> [Task input]:
= Beginning of Section =
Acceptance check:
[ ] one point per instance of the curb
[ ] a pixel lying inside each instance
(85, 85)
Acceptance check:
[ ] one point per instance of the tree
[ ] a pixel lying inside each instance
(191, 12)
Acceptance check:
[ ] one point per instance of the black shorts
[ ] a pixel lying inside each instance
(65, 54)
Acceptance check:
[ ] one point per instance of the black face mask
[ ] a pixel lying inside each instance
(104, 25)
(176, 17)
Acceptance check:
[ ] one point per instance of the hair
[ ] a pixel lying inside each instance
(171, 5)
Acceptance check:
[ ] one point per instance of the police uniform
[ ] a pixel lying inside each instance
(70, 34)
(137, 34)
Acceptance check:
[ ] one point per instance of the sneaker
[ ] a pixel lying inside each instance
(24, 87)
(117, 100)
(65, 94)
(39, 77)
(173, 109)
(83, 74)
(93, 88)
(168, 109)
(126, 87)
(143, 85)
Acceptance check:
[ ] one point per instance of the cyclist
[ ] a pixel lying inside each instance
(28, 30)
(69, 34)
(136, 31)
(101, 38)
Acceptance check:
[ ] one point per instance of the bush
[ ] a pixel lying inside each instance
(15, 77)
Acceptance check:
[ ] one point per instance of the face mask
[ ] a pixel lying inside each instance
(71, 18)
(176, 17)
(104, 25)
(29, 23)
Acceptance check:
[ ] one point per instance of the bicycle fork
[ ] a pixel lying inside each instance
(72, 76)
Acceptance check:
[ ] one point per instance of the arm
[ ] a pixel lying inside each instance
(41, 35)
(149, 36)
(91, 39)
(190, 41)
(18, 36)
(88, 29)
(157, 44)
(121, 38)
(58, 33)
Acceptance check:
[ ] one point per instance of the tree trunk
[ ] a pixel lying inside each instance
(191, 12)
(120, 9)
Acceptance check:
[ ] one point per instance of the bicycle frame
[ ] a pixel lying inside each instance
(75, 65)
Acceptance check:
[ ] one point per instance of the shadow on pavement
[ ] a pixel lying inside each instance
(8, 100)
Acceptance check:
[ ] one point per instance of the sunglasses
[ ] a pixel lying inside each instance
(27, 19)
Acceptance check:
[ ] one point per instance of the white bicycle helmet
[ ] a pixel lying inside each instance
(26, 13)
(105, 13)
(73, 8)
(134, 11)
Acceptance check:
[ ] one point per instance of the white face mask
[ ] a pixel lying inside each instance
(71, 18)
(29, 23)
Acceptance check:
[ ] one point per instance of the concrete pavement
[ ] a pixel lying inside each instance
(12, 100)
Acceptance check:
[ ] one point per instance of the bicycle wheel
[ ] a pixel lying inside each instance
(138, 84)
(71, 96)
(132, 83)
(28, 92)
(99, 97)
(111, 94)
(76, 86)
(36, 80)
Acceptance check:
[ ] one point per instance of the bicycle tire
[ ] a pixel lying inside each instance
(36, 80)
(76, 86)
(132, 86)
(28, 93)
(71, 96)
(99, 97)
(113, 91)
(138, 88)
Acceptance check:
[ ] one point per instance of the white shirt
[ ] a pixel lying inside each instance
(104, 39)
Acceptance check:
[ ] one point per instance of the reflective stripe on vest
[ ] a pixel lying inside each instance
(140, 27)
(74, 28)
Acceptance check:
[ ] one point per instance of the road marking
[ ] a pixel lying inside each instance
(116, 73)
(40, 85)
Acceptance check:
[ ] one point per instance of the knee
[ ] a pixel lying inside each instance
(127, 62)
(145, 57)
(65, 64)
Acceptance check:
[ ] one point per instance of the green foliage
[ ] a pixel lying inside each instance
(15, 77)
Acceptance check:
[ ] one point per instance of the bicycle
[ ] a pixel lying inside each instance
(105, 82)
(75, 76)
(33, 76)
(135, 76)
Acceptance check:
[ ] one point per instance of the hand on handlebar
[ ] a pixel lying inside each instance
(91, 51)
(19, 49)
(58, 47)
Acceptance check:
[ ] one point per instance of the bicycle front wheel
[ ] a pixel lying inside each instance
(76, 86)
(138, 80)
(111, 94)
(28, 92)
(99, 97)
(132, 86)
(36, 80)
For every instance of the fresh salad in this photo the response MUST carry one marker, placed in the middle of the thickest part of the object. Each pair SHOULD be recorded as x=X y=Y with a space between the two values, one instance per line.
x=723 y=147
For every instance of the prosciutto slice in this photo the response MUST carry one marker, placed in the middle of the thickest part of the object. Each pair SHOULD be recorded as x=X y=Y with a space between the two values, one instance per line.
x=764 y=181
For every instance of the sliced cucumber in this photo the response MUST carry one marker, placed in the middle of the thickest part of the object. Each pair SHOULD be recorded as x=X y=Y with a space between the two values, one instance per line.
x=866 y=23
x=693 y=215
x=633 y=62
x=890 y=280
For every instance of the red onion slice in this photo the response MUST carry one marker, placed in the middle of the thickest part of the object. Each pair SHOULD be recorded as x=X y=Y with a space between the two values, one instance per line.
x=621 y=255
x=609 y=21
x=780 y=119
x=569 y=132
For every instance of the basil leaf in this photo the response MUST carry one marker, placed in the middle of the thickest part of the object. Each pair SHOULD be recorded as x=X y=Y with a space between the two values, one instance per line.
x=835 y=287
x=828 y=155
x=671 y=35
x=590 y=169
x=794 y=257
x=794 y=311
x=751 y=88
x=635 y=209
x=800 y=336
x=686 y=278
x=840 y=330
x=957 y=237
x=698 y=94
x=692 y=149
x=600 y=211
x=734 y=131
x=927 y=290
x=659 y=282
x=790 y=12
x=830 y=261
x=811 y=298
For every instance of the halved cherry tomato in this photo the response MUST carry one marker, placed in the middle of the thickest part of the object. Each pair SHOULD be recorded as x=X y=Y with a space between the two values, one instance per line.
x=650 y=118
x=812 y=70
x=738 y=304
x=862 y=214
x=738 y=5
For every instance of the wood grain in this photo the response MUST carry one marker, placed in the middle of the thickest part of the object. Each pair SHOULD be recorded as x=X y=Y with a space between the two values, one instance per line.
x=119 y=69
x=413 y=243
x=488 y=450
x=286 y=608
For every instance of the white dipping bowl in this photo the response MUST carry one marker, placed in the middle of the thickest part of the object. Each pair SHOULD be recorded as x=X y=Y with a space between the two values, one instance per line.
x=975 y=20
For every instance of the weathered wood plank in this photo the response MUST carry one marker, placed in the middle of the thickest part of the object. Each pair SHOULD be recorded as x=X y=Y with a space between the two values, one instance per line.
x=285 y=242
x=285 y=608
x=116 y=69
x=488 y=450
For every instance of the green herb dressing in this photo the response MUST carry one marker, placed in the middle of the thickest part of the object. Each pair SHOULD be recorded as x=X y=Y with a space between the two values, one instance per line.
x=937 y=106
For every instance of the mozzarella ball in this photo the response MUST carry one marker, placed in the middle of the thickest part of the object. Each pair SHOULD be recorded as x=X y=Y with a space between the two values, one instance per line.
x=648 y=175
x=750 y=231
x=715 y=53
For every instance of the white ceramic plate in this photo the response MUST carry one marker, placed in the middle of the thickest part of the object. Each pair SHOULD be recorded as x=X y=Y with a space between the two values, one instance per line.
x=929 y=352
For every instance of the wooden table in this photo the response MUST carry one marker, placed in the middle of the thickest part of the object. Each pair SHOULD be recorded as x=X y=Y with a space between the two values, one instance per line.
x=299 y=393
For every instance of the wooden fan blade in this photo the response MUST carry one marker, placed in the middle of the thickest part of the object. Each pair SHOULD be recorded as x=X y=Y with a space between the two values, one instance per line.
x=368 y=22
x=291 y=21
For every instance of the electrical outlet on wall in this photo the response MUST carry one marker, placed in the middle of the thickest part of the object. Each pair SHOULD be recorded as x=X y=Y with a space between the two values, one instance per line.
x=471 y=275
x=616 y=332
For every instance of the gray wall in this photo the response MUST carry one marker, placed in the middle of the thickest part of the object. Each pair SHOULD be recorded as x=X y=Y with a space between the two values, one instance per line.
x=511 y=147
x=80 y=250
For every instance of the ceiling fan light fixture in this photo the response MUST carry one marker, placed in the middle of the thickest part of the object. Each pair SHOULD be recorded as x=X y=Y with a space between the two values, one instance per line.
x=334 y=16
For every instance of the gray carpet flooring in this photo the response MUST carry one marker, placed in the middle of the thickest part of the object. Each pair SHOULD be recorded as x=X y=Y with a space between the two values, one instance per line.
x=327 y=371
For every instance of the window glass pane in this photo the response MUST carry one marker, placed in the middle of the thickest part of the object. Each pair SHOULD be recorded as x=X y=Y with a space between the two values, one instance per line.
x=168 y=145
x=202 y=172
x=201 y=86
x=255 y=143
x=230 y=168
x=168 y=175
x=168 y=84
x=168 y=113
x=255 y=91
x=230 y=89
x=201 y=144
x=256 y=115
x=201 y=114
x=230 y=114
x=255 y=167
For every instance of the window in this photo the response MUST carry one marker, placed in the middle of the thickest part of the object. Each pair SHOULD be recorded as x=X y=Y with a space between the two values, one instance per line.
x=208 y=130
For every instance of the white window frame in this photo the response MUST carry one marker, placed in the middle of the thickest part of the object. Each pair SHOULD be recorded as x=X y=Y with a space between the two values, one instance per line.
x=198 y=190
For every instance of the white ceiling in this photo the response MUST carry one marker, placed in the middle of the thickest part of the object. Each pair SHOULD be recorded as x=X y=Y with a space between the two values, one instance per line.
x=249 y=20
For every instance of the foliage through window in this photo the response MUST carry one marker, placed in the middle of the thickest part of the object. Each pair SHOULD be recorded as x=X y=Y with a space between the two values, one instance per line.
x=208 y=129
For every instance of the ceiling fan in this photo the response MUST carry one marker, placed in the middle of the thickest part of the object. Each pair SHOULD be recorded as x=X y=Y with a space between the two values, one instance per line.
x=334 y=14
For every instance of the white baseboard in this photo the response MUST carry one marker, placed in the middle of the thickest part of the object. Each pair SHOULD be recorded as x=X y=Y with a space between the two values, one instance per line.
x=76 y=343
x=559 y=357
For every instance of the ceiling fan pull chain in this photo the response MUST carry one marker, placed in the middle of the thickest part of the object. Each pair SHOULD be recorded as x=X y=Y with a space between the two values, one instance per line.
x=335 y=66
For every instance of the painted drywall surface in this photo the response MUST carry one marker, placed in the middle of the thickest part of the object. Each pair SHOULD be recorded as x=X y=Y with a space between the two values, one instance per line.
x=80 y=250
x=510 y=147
= End of Section =
> [Work task]:
Referring to the material above, set down exactly the lines between the line with "[ ] one point per instance of the hair" and the line with "[ ] one point per instance of the cyclist", inclusive, and no other lines.

> [Response]:
[ ] one point per instance of the hair
[ ] a pixel lying inside each instance
(171, 5)
Acceptance check:
[ ] one point per instance of the police uniform
[ ] a pixel lying inside each instance
(70, 34)
(137, 34)
Acceptance check:
[ ] one point per instance of the sneaker
[ ] a pixel lying inside each instance
(24, 87)
(117, 100)
(65, 94)
(39, 77)
(173, 109)
(83, 74)
(93, 88)
(168, 109)
(126, 87)
(143, 85)
Acceptance check:
[ ] one point per instance of the cyclist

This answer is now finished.